* Source data *

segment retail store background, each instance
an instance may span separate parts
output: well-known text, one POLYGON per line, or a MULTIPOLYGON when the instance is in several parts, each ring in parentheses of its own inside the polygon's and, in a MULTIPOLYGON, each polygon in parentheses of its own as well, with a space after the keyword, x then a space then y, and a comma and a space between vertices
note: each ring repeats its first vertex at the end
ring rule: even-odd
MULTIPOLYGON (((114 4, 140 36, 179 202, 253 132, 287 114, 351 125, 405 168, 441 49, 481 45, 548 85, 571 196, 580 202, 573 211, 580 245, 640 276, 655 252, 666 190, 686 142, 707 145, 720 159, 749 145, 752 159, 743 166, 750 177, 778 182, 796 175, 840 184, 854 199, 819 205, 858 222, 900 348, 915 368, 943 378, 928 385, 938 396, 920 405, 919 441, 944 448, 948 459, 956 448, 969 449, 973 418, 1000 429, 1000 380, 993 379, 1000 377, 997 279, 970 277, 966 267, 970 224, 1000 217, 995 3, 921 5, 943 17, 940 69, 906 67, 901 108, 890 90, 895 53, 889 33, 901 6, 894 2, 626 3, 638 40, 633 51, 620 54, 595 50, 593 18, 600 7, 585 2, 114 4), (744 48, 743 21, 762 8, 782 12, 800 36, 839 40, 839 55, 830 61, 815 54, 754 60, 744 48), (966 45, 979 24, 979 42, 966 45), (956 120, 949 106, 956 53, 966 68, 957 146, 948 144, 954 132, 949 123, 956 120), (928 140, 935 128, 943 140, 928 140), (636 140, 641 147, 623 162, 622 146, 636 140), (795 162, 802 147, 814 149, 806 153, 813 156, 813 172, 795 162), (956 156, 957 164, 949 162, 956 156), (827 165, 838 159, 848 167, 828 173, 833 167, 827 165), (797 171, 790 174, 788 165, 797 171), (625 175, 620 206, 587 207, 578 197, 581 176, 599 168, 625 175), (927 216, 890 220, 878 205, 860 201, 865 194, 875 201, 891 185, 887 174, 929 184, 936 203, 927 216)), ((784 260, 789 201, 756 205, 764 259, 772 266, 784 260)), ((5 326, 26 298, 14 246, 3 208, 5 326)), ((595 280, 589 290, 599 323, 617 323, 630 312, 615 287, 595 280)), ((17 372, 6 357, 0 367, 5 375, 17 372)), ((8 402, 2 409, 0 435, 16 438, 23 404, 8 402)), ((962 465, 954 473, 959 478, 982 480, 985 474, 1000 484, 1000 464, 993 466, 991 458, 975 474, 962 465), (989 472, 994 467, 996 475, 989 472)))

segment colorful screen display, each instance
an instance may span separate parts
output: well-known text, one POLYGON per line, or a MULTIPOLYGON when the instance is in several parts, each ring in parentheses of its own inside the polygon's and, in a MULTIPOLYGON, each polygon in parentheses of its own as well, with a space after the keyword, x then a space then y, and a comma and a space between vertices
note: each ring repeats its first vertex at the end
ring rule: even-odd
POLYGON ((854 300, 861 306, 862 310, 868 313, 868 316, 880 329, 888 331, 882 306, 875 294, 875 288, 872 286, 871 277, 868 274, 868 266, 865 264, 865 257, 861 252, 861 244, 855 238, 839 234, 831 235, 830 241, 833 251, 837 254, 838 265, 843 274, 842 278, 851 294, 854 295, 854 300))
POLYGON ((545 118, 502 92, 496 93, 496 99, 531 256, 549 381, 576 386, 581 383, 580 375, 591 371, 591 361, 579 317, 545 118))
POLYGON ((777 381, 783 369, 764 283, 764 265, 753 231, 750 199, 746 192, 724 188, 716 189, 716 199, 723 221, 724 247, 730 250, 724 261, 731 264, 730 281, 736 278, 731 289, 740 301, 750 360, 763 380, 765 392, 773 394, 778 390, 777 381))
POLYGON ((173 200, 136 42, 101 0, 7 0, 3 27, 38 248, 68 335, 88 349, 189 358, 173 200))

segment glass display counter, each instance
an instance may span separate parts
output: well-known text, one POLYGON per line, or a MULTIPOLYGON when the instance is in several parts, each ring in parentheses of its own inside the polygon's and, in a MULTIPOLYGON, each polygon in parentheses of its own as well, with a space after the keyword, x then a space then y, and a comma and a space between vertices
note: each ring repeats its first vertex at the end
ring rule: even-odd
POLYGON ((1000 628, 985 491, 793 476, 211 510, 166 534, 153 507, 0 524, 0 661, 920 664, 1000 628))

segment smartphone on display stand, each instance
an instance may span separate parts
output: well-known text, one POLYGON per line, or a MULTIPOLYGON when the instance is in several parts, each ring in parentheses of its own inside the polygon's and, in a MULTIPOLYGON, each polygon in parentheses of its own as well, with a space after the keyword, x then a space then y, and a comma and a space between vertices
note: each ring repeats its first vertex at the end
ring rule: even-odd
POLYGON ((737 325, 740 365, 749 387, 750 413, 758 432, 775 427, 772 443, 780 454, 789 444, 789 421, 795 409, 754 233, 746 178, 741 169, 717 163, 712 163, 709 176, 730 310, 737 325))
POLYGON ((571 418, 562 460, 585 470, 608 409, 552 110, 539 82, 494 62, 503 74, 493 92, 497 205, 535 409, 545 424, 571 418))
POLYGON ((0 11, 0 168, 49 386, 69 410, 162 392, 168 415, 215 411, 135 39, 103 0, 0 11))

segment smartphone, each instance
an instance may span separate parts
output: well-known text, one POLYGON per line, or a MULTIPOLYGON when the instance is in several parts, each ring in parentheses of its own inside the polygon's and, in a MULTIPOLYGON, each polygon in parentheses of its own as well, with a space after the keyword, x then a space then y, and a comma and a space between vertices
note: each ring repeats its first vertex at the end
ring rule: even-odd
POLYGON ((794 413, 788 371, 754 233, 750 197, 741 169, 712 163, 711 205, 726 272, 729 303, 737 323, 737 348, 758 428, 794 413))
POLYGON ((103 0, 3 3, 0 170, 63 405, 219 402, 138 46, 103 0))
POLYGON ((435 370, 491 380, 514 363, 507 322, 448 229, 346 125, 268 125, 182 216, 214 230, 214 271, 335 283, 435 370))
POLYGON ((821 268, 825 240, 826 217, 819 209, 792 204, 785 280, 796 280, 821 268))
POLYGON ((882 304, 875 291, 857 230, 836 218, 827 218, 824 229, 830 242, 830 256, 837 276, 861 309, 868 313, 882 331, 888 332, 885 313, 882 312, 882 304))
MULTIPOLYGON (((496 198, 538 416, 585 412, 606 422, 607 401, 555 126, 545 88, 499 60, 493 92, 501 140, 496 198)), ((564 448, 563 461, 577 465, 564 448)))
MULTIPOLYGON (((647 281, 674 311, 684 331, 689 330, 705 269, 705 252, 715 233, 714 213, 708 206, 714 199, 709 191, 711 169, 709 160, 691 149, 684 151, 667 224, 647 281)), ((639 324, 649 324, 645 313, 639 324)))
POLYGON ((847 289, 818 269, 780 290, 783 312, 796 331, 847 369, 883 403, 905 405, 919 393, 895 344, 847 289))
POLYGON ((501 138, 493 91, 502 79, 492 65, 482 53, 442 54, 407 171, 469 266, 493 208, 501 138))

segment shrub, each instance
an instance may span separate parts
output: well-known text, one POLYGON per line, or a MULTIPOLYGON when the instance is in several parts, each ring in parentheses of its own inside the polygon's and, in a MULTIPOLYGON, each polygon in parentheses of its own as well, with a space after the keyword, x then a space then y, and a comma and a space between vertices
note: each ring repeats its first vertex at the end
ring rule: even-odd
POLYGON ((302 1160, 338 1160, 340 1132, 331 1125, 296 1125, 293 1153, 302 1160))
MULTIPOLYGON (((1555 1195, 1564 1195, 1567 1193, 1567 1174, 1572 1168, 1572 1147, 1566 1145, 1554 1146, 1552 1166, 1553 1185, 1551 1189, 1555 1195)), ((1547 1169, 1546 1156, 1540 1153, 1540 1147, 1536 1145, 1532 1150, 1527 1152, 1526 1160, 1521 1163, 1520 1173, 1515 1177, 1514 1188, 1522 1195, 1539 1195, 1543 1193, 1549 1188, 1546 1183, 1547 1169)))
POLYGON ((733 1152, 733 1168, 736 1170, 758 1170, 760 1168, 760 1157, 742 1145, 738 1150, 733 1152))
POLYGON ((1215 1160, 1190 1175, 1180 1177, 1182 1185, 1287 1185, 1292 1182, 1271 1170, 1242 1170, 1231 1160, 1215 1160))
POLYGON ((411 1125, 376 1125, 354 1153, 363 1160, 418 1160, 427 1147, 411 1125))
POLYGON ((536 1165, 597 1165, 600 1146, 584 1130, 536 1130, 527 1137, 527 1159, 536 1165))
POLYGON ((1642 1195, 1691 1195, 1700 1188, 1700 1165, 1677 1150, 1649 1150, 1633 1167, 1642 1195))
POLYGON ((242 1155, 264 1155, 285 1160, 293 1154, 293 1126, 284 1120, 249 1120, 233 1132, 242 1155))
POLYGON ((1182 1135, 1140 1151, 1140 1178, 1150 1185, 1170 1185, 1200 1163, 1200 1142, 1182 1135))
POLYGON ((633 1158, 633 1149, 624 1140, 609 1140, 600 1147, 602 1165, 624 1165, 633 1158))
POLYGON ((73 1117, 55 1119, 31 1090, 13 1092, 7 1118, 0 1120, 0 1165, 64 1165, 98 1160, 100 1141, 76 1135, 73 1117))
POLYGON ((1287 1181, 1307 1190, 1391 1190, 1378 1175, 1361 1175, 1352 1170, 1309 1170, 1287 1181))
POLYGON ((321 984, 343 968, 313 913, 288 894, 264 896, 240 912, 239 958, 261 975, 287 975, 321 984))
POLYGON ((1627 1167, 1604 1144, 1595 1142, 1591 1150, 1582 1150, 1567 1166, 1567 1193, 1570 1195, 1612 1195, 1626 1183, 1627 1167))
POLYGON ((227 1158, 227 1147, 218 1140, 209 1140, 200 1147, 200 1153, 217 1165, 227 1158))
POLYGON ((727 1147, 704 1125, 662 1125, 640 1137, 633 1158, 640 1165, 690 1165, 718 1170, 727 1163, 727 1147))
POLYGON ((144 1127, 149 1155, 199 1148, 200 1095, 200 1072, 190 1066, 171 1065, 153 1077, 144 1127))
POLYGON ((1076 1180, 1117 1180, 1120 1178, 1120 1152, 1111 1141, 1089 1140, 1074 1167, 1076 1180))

* Work instruction *
Please copy each line of the records above in which the word "segment" can be found.

* Response below *
segment retail store background, each instance
segment colorful screen display, each instance
segment glass display counter, each instance
segment smartphone on display stand, each instance
segment smartphone, each instance
segment shrub, each instance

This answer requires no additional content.